» **Exercise task 1**
In the passage on the speech-processing apparatus, name every module of apparatus 400 that has a reference numeral, and give each numeral.
» **Exercise task 2**
Use the passage on the speech-processing apparatus to answer these questions:
(a) In which device may apparatus 400 be implemented or included?
(b) Which two kinds of divergence may the difference between the first and second output probabilities include?
(c) What three portions make up the training loss?

» **Provided passage**
++++++++

Example Apparatus and Apparatus

[0060]The embodiments in the present disclosure also provide a corresponding apparatus for implementing the above method or process. FIG. 4 illustrates a schematic structural block diagram of an example apparatus 400 for context-based speech processing according to some embodiments in the present disclosure. The apparatus 400 may be implemented or included in the electronic device 110. The various modules/components in the apparatus 400 may be implemented by hardware, software, firmware, or any combination thereof.

[0061]As shown in FIG. 4, the apparatus 400 includes an obtaining module 410, configured to obtain training data. The training data includes a speech sample, context information associated with the speech sample, and annotation text corresponding to the speech sample. The apparatus 400 also includes a first determination module 420, configured to determine a first output probability corresponding to the annotation text by processing the first feature sequence by using the speech recognition model. The first feature sequence is constructed based on the speech sample and the context information. The apparatus 400 further includes a second determination module 430, configured to determine a second output probability corresponding to the annotation text by processing the second feature sequence by using the speech recognition model. The second feature sequence is constructed based on the speech sample, and is independent of the context information. The apparatus 400 further includes an adjusting module 440, configured to determine a training loss based on at least the difference between the first output probability and the second output probability, to adjust a parameter of the speech recognition model.

[0062]In some embodiments, the apparatus 400 further includes a construction module, and the construction module is further configured to: provide the annotation text to a text generation model to generate description text about the annotation text; and construct the context information corresponding to the speech sample based on the description text.

[0063]In some embodiments, the first determination module 420 is further configured to: the speech recognition model includes a language model, and the first output probability or the second output probability indicates a probability of a target token, determined by the language model, corresponding to the annotation text.

[0064]In some embodiments, the adjusting module 440 is further configured to: determining the training loss based on at least the difference between the first output probability and the second output probability includes: constructing the training loss based on the difference between the first output probability and the second output probability, the training loss including: a first portion corresponding to the first output probability, a second portion corresponding to the second output probability, and a third portion corresponding to the difference.

[0065]In some embodiments, the adjusting module 440 is further configured to: the difference includes a JS divergence determined based on the first output probability and the second output probability; or a KL divergence determined based on the first output probability and the second output probability.

[0066]In some embodiments, the obtaining module 410 is further configured to: the context information indicates at least one of: text content generated based on historical speech content associated with the speech sample; scenario information for describing a dialogue scenario associated with the speech sample; and object information for describing at least one object associated with the speech sample.

[0067]In some embodiments, the first determination module 420 is further configured to: the speech recognition model includes an encoding unit, a conversion unit and a language model, and the method further includes: obtaining target speech content to be processed and target context information associated with the target speech content; generating, using the encoding unit and the conversion unit, a speech feature sequence corresponding to the target speech content; constructing an input feature sequence based on the speech feature sequence, a context feature sequence, and a guidance feature sequence, the context feature sequence corresponding to the target context information, and the guidance feature sequence corresponding to a predetermined guidance item; and processing the input feature sequence using the language model to generate a speech recognition result for the target speech content.

++++++++

» **Data**
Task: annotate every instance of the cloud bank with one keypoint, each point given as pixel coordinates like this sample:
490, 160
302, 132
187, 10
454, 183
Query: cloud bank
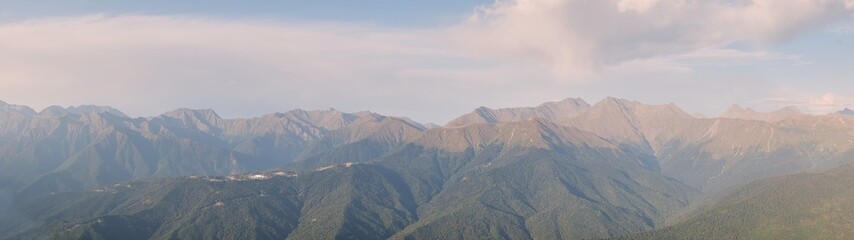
509, 53
583, 35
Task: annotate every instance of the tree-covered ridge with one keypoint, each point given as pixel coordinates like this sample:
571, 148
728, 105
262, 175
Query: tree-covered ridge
571, 187
800, 206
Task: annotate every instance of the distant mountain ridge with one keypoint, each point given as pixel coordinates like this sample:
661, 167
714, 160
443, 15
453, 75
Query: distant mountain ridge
736, 112
564, 169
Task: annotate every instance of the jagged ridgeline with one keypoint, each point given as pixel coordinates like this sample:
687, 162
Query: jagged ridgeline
564, 169
800, 206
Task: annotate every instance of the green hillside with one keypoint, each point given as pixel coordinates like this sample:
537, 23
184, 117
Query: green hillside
801, 206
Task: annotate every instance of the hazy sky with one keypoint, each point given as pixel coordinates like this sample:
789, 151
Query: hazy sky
428, 60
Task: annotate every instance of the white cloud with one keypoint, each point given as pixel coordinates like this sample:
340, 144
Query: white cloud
580, 35
510, 53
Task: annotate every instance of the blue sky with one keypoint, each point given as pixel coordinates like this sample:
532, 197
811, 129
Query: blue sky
385, 12
429, 60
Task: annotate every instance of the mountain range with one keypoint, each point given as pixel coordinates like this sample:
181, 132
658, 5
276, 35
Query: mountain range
565, 169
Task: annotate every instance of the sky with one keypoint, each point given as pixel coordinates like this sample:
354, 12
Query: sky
427, 60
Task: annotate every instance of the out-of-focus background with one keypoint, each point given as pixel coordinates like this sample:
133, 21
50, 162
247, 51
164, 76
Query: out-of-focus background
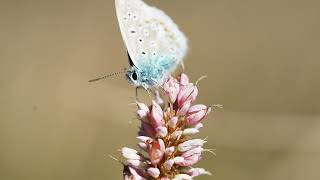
262, 59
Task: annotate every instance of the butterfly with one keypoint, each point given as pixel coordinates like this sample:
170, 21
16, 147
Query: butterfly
154, 43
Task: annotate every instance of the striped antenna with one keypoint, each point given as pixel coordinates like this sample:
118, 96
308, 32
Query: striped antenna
107, 76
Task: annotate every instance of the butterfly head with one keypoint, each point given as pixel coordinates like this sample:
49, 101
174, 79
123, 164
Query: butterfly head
133, 76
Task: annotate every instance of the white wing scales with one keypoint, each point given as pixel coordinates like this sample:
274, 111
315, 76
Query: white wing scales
148, 32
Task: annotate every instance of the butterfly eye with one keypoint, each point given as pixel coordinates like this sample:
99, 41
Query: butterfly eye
134, 76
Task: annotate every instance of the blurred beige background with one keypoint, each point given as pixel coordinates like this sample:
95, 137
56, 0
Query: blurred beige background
262, 58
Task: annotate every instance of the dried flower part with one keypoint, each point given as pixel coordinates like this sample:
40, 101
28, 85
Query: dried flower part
166, 135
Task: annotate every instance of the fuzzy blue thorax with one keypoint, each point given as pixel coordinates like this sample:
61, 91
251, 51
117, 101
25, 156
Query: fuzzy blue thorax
149, 73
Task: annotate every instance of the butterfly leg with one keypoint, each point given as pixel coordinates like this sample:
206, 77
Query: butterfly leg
182, 65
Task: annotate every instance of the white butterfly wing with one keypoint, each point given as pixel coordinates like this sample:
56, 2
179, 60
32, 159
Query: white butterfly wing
149, 33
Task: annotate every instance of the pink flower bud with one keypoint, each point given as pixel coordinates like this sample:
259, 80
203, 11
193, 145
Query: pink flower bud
183, 79
158, 98
190, 144
184, 109
173, 122
162, 131
169, 150
142, 145
191, 160
130, 153
198, 126
171, 88
154, 172
144, 138
182, 177
168, 164
156, 150
136, 163
190, 131
194, 172
197, 113
147, 130
176, 134
195, 151
130, 173
178, 160
156, 115
189, 92
142, 112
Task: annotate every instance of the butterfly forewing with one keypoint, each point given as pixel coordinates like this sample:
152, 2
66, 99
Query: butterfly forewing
149, 34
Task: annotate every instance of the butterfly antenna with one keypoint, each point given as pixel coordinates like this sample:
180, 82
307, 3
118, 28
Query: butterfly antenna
107, 76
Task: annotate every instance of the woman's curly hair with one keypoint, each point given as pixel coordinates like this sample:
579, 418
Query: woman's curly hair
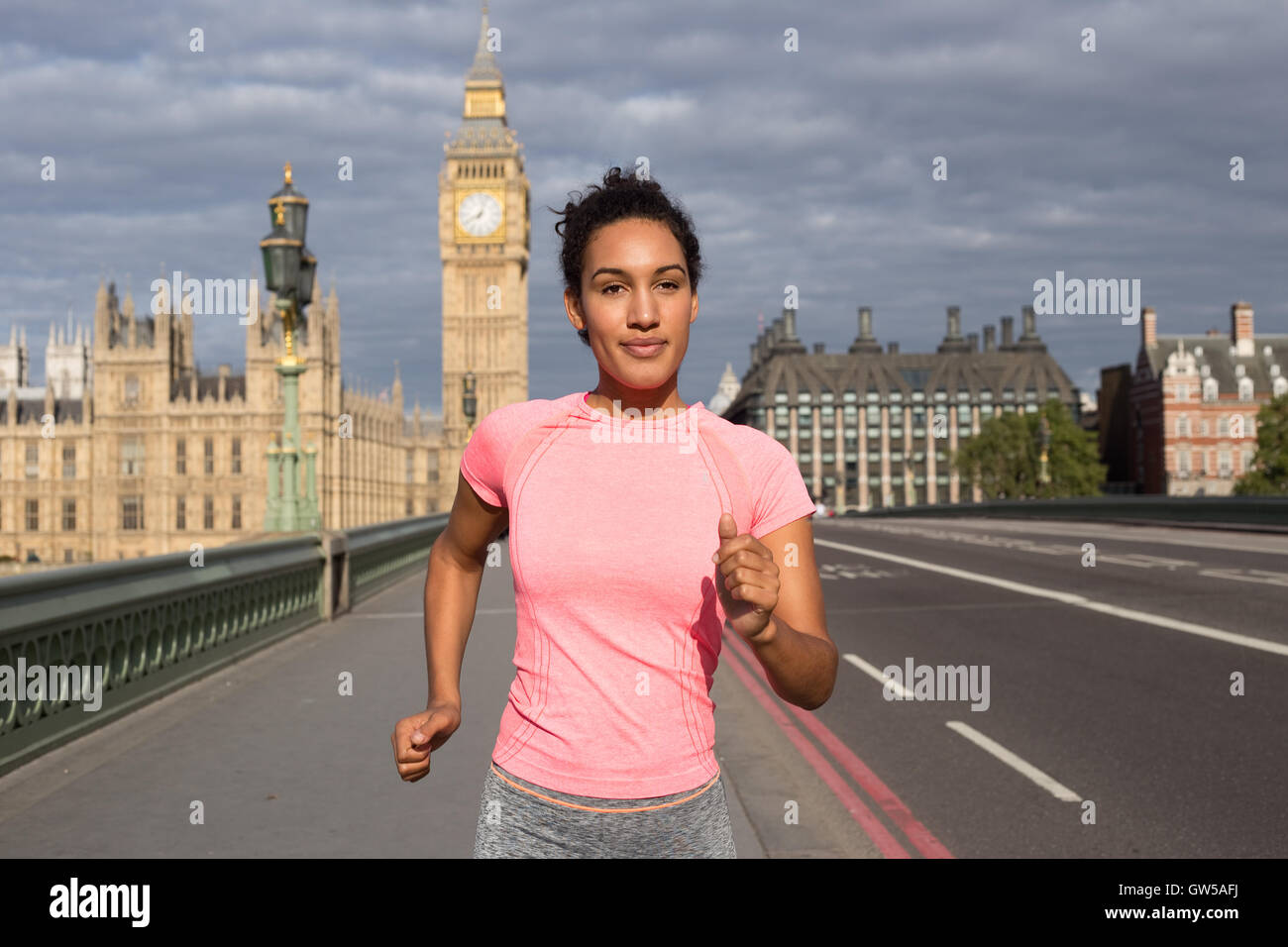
621, 198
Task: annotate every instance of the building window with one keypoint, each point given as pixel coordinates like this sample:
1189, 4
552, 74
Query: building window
132, 512
132, 457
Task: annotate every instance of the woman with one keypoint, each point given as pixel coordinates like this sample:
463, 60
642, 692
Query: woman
639, 526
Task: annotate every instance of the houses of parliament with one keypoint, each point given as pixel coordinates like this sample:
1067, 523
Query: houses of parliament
130, 450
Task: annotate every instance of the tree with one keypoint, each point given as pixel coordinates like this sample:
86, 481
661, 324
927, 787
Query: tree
1005, 457
1269, 474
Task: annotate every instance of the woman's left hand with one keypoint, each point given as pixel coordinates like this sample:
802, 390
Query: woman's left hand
746, 579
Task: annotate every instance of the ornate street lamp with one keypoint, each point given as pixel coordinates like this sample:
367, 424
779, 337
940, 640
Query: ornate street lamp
288, 270
1044, 440
469, 401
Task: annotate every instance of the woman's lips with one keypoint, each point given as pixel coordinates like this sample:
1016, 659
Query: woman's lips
644, 351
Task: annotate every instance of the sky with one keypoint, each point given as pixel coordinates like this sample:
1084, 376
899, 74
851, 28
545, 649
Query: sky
803, 140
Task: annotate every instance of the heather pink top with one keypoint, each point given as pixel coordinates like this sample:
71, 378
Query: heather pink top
612, 528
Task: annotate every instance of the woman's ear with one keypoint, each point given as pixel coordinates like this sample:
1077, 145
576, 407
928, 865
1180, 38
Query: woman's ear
572, 305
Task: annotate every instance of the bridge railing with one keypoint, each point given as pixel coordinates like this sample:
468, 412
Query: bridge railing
1252, 513
84, 644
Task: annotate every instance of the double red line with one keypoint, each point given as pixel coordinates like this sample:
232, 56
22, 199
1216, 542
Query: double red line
914, 831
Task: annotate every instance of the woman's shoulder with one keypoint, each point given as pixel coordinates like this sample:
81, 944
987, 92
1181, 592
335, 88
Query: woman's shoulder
526, 414
743, 437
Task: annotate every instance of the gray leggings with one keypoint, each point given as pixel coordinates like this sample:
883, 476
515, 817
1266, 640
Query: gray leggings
514, 823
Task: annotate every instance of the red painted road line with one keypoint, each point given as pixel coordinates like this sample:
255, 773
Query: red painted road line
885, 841
918, 835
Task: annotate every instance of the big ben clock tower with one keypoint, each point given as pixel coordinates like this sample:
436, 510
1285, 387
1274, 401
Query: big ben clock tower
483, 235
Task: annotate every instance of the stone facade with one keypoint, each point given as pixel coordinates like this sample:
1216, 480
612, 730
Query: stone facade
484, 256
1192, 411
862, 423
154, 455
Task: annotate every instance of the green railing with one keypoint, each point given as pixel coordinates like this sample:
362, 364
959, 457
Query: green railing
151, 625
1252, 513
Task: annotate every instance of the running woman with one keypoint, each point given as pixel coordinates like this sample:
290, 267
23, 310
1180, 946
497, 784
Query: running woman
639, 527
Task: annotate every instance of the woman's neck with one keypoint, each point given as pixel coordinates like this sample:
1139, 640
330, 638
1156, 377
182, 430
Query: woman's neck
606, 392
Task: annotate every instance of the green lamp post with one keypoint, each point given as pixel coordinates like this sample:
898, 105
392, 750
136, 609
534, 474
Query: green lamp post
288, 269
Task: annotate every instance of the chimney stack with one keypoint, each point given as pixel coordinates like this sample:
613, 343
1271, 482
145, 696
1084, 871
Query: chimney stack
864, 324
1030, 328
864, 343
789, 325
1147, 326
1240, 329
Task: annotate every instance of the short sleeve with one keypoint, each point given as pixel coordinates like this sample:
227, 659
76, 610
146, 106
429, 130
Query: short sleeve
483, 460
778, 488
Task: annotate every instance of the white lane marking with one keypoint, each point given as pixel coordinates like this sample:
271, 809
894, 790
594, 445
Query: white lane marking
1159, 535
1070, 599
1056, 789
872, 672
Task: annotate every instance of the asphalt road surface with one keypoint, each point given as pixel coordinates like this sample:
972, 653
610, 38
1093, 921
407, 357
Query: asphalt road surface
1131, 707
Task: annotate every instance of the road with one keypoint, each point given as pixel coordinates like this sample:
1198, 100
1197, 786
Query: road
1107, 728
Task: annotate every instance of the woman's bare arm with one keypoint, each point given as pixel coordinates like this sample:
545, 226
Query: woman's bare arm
452, 582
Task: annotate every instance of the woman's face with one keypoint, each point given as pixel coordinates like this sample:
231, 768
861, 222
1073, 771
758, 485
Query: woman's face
635, 286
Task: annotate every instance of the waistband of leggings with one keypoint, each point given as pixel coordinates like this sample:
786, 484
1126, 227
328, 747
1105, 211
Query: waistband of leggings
595, 808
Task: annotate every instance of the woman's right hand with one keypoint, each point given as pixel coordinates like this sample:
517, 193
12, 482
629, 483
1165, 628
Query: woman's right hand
416, 736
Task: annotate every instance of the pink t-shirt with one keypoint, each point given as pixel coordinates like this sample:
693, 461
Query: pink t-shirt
612, 528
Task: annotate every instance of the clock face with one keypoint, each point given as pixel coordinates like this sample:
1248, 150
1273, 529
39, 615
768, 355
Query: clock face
480, 214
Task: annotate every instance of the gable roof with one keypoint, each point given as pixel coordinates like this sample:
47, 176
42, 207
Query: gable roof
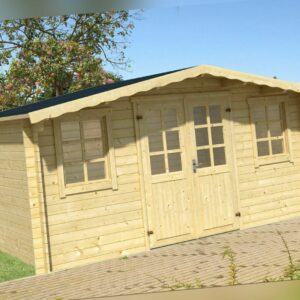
73, 102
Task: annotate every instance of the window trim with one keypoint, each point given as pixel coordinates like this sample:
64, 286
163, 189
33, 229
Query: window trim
89, 186
276, 158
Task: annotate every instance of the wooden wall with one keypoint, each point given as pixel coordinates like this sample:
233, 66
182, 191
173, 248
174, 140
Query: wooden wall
268, 193
15, 218
92, 226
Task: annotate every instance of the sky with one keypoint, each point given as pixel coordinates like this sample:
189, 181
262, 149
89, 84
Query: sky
260, 37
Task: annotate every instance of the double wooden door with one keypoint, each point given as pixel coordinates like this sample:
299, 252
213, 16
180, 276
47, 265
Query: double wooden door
187, 166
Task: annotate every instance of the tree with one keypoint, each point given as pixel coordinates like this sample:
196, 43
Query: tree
49, 56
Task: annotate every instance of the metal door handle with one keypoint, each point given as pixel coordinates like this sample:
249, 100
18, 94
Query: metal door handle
195, 165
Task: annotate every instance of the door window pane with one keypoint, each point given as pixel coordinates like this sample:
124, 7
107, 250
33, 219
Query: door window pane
275, 129
157, 164
217, 135
156, 142
172, 138
277, 146
72, 151
273, 111
258, 113
219, 156
200, 115
91, 129
70, 130
201, 137
261, 130
96, 170
263, 148
74, 173
93, 149
153, 121
170, 118
215, 114
174, 160
203, 156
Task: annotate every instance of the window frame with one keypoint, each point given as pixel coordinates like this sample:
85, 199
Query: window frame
110, 182
273, 158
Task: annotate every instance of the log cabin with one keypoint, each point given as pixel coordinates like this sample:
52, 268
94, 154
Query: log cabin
130, 166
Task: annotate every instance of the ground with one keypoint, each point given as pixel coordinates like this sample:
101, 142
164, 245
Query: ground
259, 254
12, 268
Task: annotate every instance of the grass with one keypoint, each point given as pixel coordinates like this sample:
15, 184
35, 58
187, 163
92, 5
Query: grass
13, 268
232, 267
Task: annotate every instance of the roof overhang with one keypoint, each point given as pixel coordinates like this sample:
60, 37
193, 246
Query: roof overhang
147, 85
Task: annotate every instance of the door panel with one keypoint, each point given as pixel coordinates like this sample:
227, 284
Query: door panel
213, 176
164, 164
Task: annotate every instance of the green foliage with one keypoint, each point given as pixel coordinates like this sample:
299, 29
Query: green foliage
13, 268
179, 284
49, 56
232, 280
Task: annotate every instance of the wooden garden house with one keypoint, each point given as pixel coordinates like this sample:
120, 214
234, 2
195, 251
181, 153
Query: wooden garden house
130, 166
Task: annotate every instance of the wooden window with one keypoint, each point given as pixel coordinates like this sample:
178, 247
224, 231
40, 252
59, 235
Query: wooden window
84, 151
209, 134
270, 136
164, 140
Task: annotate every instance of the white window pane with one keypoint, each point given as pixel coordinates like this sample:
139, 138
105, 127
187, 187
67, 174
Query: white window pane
201, 137
203, 158
91, 128
155, 141
200, 117
277, 146
217, 135
258, 113
70, 130
174, 160
157, 164
275, 129
215, 114
261, 130
170, 118
273, 111
219, 156
172, 138
72, 151
93, 149
153, 120
96, 170
73, 173
263, 148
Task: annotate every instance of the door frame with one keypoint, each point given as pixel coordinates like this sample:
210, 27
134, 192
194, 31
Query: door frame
231, 153
196, 226
142, 161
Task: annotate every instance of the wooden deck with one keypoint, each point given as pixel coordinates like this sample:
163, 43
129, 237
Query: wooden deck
260, 255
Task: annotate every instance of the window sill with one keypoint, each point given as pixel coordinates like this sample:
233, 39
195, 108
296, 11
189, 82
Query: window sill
87, 187
265, 161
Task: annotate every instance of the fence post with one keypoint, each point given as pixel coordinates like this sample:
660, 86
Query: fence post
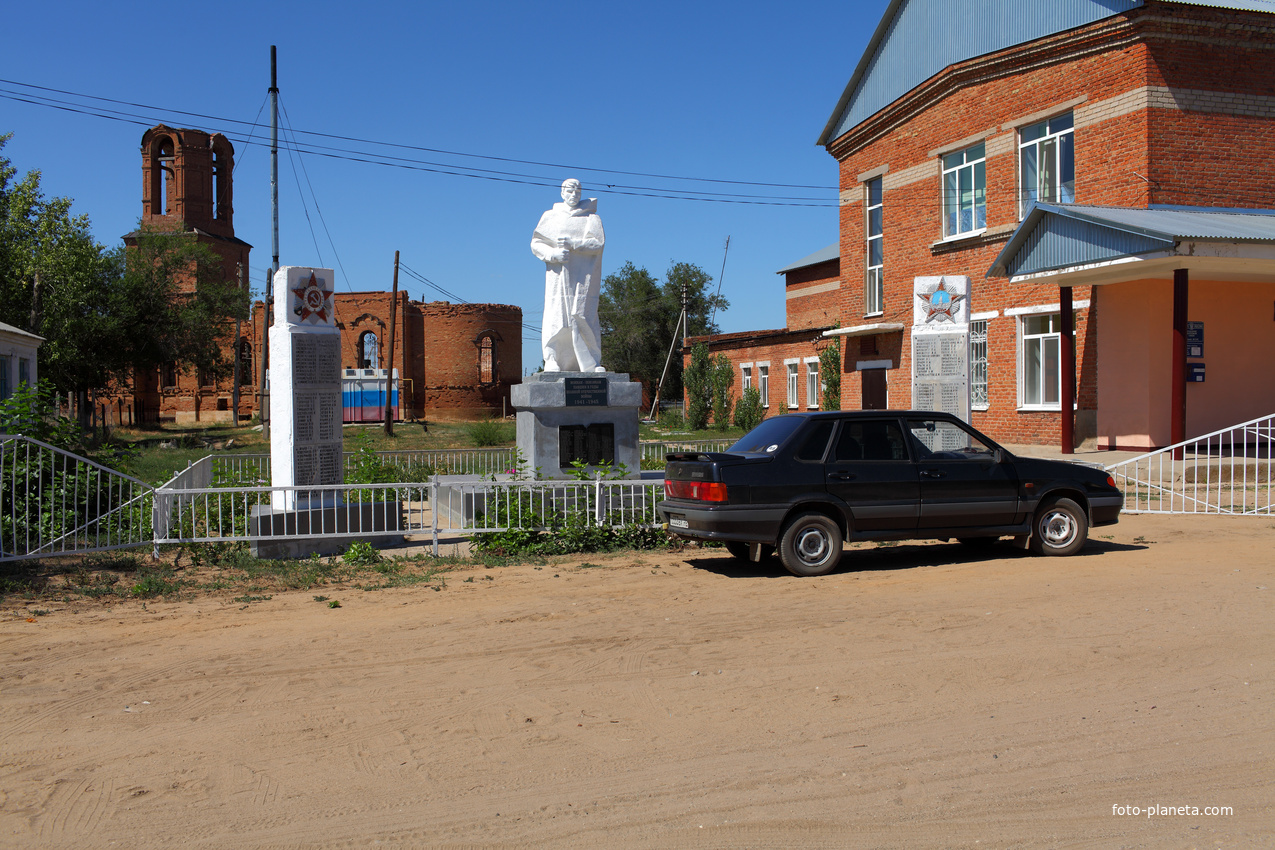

++++++++

» **Result 1**
- Obtaining module 410
- First determination module 420
- Second determination module 430
- Adjusting module 440

» **Result 2**
(a) The electronic device 110.
(b) A JS divergence or a KL divergence, each determined from the first and second output probabilities.
(c) A first portion for the first output probability, a second portion for the second output probability, and a third portion for the difference between them.